/---

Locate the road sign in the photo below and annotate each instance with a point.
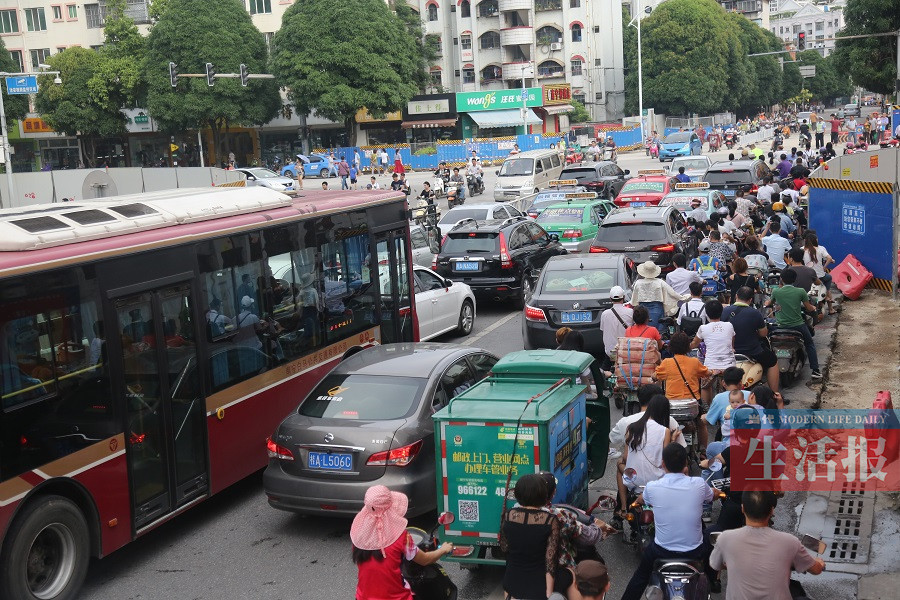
(24, 84)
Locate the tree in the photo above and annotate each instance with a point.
(191, 33)
(872, 61)
(326, 70)
(579, 113)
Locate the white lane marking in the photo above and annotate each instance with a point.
(492, 327)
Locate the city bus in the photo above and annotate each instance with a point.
(151, 343)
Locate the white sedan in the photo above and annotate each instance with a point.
(442, 305)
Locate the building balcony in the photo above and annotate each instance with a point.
(517, 36)
(507, 5)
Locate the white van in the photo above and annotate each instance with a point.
(526, 173)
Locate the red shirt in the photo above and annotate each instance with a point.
(381, 579)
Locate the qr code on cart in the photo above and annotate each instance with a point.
(468, 510)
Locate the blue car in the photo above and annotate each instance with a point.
(317, 166)
(680, 143)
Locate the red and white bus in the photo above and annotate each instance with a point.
(149, 344)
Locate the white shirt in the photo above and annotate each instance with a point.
(611, 327)
(677, 502)
(617, 433)
(719, 338)
(681, 278)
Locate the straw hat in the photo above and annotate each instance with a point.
(381, 520)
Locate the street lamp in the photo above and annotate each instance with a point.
(647, 10)
(10, 183)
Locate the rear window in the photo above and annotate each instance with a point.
(579, 281)
(561, 214)
(363, 397)
(728, 177)
(468, 243)
(645, 231)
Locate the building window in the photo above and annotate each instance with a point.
(489, 40)
(9, 22)
(39, 57)
(35, 19)
(16, 55)
(576, 33)
(260, 7)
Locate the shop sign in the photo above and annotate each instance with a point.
(363, 116)
(497, 100)
(557, 94)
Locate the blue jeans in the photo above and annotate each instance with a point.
(656, 311)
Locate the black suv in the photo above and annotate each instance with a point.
(729, 176)
(654, 233)
(604, 177)
(498, 259)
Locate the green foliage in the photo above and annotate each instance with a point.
(191, 33)
(379, 67)
(579, 113)
(871, 62)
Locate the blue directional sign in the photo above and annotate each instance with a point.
(23, 84)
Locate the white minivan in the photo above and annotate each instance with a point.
(527, 172)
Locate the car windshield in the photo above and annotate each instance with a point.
(263, 173)
(561, 214)
(469, 243)
(727, 177)
(690, 163)
(458, 214)
(640, 231)
(363, 397)
(579, 174)
(677, 137)
(579, 281)
(517, 167)
(634, 187)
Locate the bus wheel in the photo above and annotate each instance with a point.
(47, 553)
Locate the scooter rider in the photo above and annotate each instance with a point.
(759, 559)
(677, 502)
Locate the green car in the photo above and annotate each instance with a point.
(576, 220)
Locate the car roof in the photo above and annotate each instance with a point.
(407, 359)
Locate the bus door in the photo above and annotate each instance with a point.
(165, 411)
(392, 250)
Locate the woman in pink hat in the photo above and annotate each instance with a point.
(380, 542)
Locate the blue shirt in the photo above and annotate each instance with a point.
(677, 502)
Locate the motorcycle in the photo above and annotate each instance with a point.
(430, 582)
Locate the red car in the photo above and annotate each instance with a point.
(647, 189)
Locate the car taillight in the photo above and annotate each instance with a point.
(276, 451)
(534, 314)
(505, 260)
(398, 457)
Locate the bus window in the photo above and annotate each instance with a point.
(56, 396)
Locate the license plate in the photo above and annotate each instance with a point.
(328, 461)
(465, 265)
(581, 316)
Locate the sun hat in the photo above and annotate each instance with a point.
(381, 520)
(649, 269)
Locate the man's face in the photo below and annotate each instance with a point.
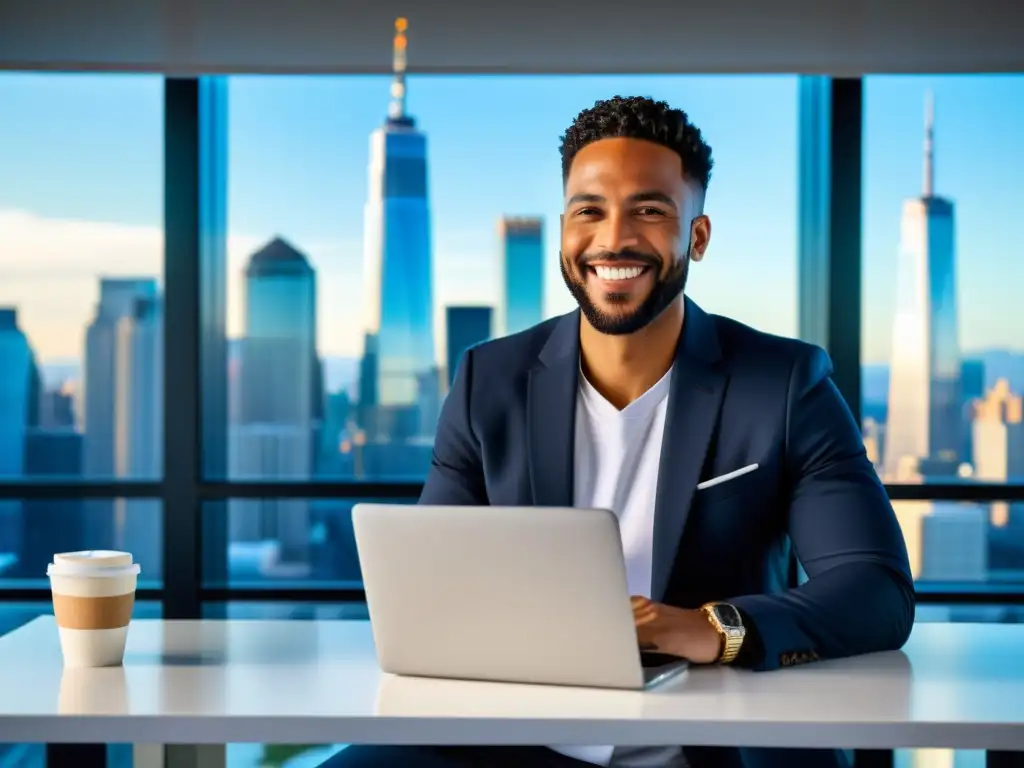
(631, 223)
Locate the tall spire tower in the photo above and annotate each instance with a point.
(925, 430)
(398, 373)
(396, 111)
(929, 185)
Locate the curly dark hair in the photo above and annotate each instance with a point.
(638, 117)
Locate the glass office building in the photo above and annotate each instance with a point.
(924, 433)
(521, 241)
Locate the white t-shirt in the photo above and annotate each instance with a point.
(617, 454)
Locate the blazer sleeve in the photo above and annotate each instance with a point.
(859, 595)
(456, 475)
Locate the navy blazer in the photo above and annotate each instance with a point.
(738, 397)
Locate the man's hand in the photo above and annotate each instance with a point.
(680, 632)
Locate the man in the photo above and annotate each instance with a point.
(640, 396)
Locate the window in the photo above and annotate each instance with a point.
(32, 529)
(81, 252)
(364, 253)
(965, 546)
(943, 357)
(304, 543)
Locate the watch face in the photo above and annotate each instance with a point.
(728, 615)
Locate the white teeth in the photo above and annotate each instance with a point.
(619, 272)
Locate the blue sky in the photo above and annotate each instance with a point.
(81, 173)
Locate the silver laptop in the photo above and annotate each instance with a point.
(513, 594)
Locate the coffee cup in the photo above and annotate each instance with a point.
(93, 596)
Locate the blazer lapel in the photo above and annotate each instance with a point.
(694, 400)
(551, 407)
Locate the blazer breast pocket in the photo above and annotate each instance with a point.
(748, 480)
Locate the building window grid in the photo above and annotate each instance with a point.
(184, 489)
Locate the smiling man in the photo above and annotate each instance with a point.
(727, 454)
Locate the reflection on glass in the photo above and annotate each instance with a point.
(33, 529)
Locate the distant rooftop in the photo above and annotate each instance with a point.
(279, 257)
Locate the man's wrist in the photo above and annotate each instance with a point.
(727, 624)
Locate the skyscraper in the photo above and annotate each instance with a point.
(464, 327)
(18, 412)
(273, 438)
(924, 431)
(399, 282)
(138, 427)
(118, 298)
(521, 268)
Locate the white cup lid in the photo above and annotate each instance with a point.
(95, 562)
(94, 558)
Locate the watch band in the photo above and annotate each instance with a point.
(731, 637)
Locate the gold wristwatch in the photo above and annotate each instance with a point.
(726, 621)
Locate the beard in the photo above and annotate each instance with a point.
(666, 290)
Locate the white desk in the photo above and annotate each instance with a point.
(955, 685)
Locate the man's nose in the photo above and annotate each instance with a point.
(616, 232)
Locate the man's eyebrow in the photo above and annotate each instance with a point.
(584, 198)
(648, 196)
(652, 196)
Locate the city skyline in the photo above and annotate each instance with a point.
(282, 138)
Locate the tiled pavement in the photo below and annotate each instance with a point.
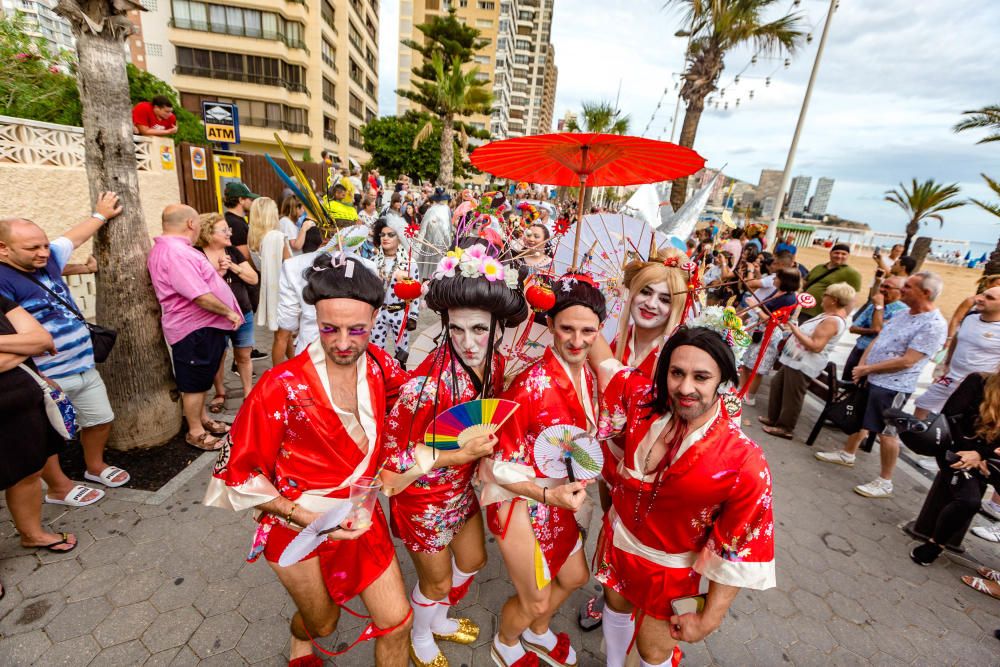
(158, 579)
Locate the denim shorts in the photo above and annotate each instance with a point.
(243, 337)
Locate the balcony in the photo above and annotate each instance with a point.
(237, 31)
(242, 77)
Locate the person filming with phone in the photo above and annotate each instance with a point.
(691, 519)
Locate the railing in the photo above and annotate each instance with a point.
(243, 77)
(30, 142)
(238, 31)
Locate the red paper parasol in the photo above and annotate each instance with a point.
(586, 160)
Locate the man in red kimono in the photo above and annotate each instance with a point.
(310, 428)
(532, 514)
(691, 520)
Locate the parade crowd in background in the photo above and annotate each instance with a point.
(652, 420)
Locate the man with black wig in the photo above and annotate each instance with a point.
(532, 514)
(691, 521)
(310, 428)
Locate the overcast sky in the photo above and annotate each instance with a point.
(895, 76)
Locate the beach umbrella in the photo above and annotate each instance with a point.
(586, 160)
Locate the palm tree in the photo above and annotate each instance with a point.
(715, 27)
(137, 374)
(993, 263)
(986, 118)
(598, 118)
(922, 202)
(454, 92)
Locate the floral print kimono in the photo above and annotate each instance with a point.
(547, 397)
(429, 506)
(708, 519)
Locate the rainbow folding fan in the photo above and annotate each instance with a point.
(460, 423)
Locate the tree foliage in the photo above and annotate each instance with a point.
(923, 202)
(39, 84)
(389, 141)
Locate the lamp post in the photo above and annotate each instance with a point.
(772, 229)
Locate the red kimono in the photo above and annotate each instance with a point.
(429, 506)
(290, 440)
(547, 397)
(709, 518)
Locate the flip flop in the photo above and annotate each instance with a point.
(74, 497)
(199, 442)
(980, 585)
(51, 547)
(215, 406)
(216, 427)
(106, 477)
(777, 432)
(989, 573)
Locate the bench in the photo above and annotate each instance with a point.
(824, 387)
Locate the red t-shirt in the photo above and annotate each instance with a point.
(142, 114)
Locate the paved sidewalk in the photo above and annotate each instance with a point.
(158, 579)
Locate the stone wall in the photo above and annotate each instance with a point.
(42, 178)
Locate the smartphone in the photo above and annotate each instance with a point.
(689, 605)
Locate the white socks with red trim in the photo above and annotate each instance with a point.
(618, 629)
(424, 612)
(548, 640)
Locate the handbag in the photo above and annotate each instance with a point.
(846, 410)
(58, 408)
(102, 338)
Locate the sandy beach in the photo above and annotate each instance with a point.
(959, 281)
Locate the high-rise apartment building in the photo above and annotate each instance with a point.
(769, 184)
(518, 59)
(307, 69)
(821, 198)
(797, 194)
(42, 21)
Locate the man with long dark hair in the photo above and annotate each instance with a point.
(691, 520)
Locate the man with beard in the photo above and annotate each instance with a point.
(310, 429)
(531, 513)
(691, 520)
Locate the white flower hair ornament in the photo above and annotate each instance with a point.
(726, 323)
(475, 262)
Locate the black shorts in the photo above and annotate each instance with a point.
(880, 400)
(196, 359)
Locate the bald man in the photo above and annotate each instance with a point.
(199, 310)
(30, 275)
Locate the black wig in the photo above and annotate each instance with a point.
(332, 277)
(581, 292)
(704, 339)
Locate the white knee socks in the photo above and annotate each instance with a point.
(424, 612)
(618, 628)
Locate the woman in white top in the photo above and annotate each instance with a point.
(804, 357)
(291, 211)
(269, 248)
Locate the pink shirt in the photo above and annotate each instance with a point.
(180, 274)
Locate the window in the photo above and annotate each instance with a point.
(329, 92)
(239, 67)
(328, 53)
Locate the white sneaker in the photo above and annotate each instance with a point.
(988, 533)
(878, 488)
(839, 457)
(991, 509)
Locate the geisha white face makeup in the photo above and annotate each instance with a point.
(469, 330)
(651, 306)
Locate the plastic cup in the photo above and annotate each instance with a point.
(364, 495)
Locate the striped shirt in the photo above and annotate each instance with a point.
(72, 338)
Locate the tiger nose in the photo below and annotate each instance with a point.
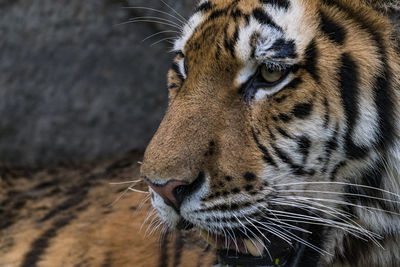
(173, 192)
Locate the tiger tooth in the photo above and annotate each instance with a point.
(254, 246)
(206, 236)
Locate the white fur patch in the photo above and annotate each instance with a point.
(245, 73)
(296, 22)
(273, 90)
(188, 31)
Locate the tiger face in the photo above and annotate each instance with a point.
(280, 140)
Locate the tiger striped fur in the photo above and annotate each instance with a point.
(317, 150)
(75, 215)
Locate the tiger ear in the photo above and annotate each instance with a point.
(384, 5)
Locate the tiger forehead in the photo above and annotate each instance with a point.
(249, 29)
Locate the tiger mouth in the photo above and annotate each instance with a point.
(261, 251)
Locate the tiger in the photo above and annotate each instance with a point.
(83, 215)
(280, 144)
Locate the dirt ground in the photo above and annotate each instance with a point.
(73, 215)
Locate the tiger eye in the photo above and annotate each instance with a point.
(271, 75)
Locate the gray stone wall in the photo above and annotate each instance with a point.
(75, 84)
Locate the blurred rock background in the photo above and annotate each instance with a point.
(75, 83)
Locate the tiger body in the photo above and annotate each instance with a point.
(240, 157)
(313, 157)
(79, 215)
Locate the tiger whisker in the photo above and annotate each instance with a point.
(156, 19)
(269, 228)
(280, 213)
(152, 223)
(138, 191)
(254, 236)
(367, 208)
(155, 10)
(351, 232)
(338, 183)
(347, 228)
(150, 21)
(338, 193)
(141, 204)
(150, 213)
(164, 39)
(119, 197)
(158, 33)
(127, 182)
(176, 12)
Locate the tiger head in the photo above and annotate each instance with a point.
(280, 142)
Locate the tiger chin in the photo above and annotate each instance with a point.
(280, 144)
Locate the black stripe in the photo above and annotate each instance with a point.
(39, 246)
(204, 7)
(335, 32)
(294, 83)
(385, 106)
(237, 13)
(311, 60)
(283, 132)
(296, 169)
(178, 246)
(284, 117)
(173, 86)
(330, 146)
(302, 110)
(267, 156)
(336, 169)
(349, 80)
(327, 116)
(163, 259)
(217, 13)
(371, 178)
(304, 144)
(176, 69)
(249, 177)
(277, 3)
(284, 48)
(230, 42)
(384, 97)
(263, 18)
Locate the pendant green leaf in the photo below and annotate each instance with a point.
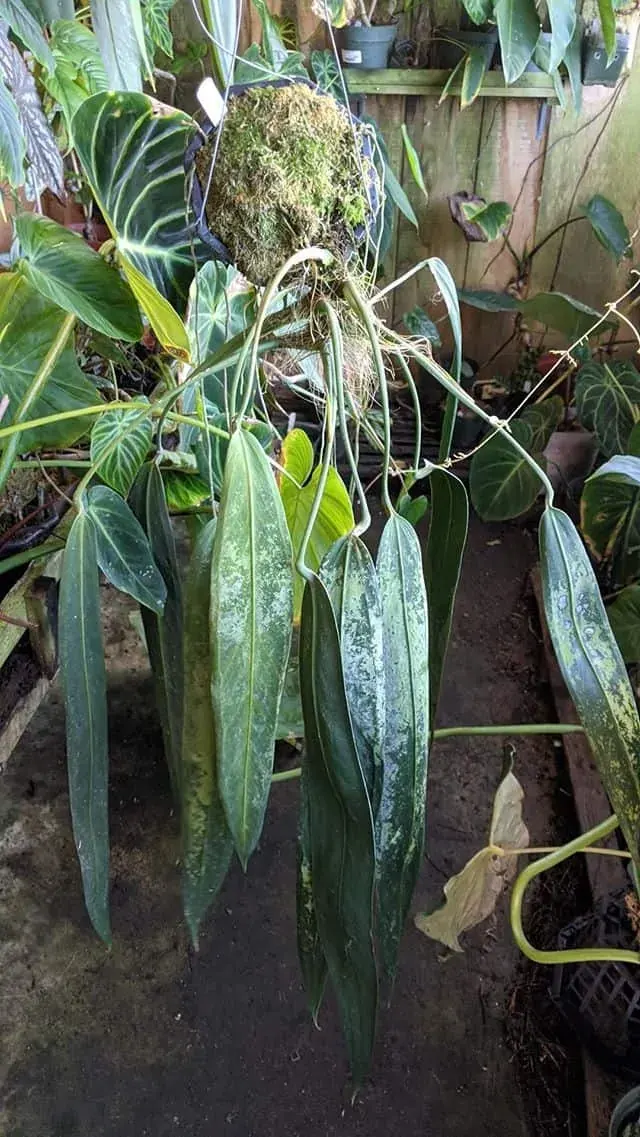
(342, 848)
(123, 549)
(448, 526)
(164, 633)
(348, 573)
(401, 815)
(251, 615)
(207, 843)
(592, 667)
(84, 682)
(310, 954)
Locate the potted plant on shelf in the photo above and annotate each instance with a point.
(370, 28)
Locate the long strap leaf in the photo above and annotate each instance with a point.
(84, 682)
(442, 563)
(250, 615)
(164, 633)
(401, 814)
(349, 577)
(310, 954)
(341, 829)
(592, 667)
(207, 844)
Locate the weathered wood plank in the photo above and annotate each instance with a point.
(421, 81)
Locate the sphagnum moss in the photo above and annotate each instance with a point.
(288, 174)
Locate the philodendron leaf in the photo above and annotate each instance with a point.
(310, 954)
(413, 159)
(491, 218)
(607, 13)
(164, 633)
(518, 27)
(341, 839)
(123, 549)
(84, 683)
(166, 324)
(251, 614)
(563, 313)
(609, 517)
(28, 325)
(207, 843)
(115, 23)
(448, 526)
(607, 398)
(44, 162)
(26, 28)
(119, 442)
(563, 17)
(134, 163)
(471, 896)
(401, 814)
(11, 140)
(609, 226)
(473, 74)
(624, 617)
(592, 667)
(66, 271)
(79, 68)
(501, 482)
(221, 306)
(349, 577)
(298, 489)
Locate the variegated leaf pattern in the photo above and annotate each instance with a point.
(44, 160)
(119, 446)
(133, 159)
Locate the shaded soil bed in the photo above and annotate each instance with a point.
(150, 1039)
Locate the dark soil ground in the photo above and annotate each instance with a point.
(149, 1040)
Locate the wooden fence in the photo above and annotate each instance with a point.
(516, 148)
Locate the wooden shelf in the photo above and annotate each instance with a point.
(423, 81)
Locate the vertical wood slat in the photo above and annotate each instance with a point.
(493, 149)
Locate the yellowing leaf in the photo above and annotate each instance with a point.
(298, 489)
(471, 895)
(165, 321)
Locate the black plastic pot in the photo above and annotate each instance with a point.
(455, 44)
(219, 250)
(601, 1001)
(595, 69)
(368, 48)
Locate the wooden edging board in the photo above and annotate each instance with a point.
(606, 873)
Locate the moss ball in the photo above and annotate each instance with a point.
(289, 173)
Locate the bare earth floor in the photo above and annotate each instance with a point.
(149, 1040)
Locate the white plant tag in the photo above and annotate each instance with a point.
(210, 100)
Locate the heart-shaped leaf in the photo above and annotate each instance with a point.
(28, 325)
(609, 226)
(607, 398)
(119, 443)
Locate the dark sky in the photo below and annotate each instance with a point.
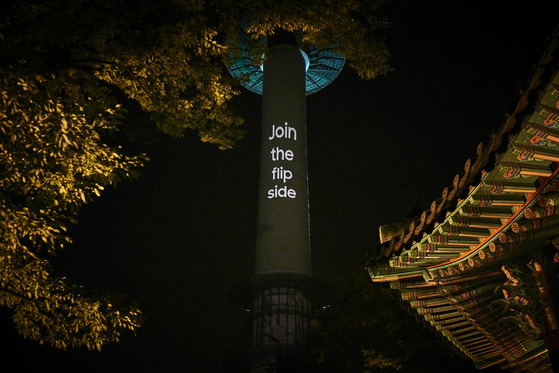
(180, 236)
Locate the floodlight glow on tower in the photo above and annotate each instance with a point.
(284, 293)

\---

**Task objective**:
Your task is to transcribe, exactly and without additions, every line from the one that contains "Locate the bare" to the end of the entries above, both included. Omit all pictures.

**The completed task**:
Locate the bare earth floor in the photo above and annotate each instance with a point.
(149, 1040)
Locate the white plant tag in the photo above and annotate each instance with a point.
(210, 100)
Locate the heart-shaped leaf in the photo above and annotate each instance with a point.
(28, 325)
(609, 226)
(607, 398)
(119, 443)
Locate the dark sky in the photo below and annotate each instance with a point.
(180, 236)
Locate the floodlight glow on tower in the photo above and annotate each instance with a point.
(284, 293)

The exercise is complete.